» EXCERPT PROVIDED
___

German Economy Minister Due in Iran with Business Leaders
German Economy Minister Sigmar Gabriel flew to Iran Sunday, becoming the first top Western official to visit the country since world powers and Tehran reached a historic nuclear deal.
Gabriel, who is also Chancellor Angela Merkel's deputy and energy minister, embarked on the three-day trip with a "small delegation of representatives from companies, industry groups and the sciences", his ministry said in a statement.
Gabriel is due to hold talks with Iranian President Hassan Rouhani, three ministers, the head of the central bank and the chamber of commerce following Tuesday's landmark nuclear agreement, German news agency DPA reported. After Tehran, he will travel to the southern city of Isfahan.
The long-delayed nuclear pact "lays the foundation for normalising economic ties with Iran on the condition that the steps set out in it are now implemented," Gabriel said in the statement.
The head of the German Chambers of Commerce and Industry, Eric Schweitzer, accompanying Gabriel, called the trip "an encouraging sign" for companies that lost ground to Chinese and South Korean firms in the resources-rich Gulf state due to Western sanctions.
Iran and the P5+1 group -- Russia, the United States, China, Britain, France and Germany -- struck the agreement with Iran after a 13-year stand-off over its disputed nuclear programme.
The international agreement finalised in Vienna aims to ensure the Islamic Republic does not obtain nuclear weapons.
In exchange, the country of 78 million people will be given step-by-step relief from crippling international sanctions.
Schweitzer called for German companies to be given legal protection for upcoming investments made in Iran in case Tehran violated the terms of the nuclear deal and a trade embargo were imposed again.

___

» DATA SECTION
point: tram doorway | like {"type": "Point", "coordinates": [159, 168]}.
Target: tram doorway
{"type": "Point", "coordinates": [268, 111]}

___

» EXERCISES TO COMPLETE
**A)** Summarize the news report on Sigmar Gabriel's trip to Iran in two sentences.
**B)** Reproduce the news report word for word, starting at "The long-delayed nuclear" and ending at "disputed nuclear programme.".

» EXERCISE RESULTS
**A)** German Economy Minister Sigmar Gabriel flew to Iran with a small delegation from companies, industry groups and the sciences, becoming the first top Western official to visit since world powers and Tehran reached a historic nuclear deal. The agreement aims to keep Iran from obtaining nuclear weapons in exchange for step-by-step sanctions relief, and Gabriel said it lays the foundation for normalizing economic ties if its steps are implemented.

**B)**
The long-delayed nuclear pact "lays the foundation for normalising economic ties with Iran on the condition that the steps set out in it are now implemented," Gabriel said in the statement.
The head of the German Chambers of Commerce and Industry, Eric Schweitzer, accompanying Gabriel, called the trip "an encouraging sign" for companies that lost ground to Chinese and South Korean firms in the resources-rich Gulf state due to Western sanctions.
Iran and the P5+1 group -- Russia, the United States, China, Britain, France and Germany -- struck the agreement with Iran after a 13-year stand-off over its disputed nuclear programme.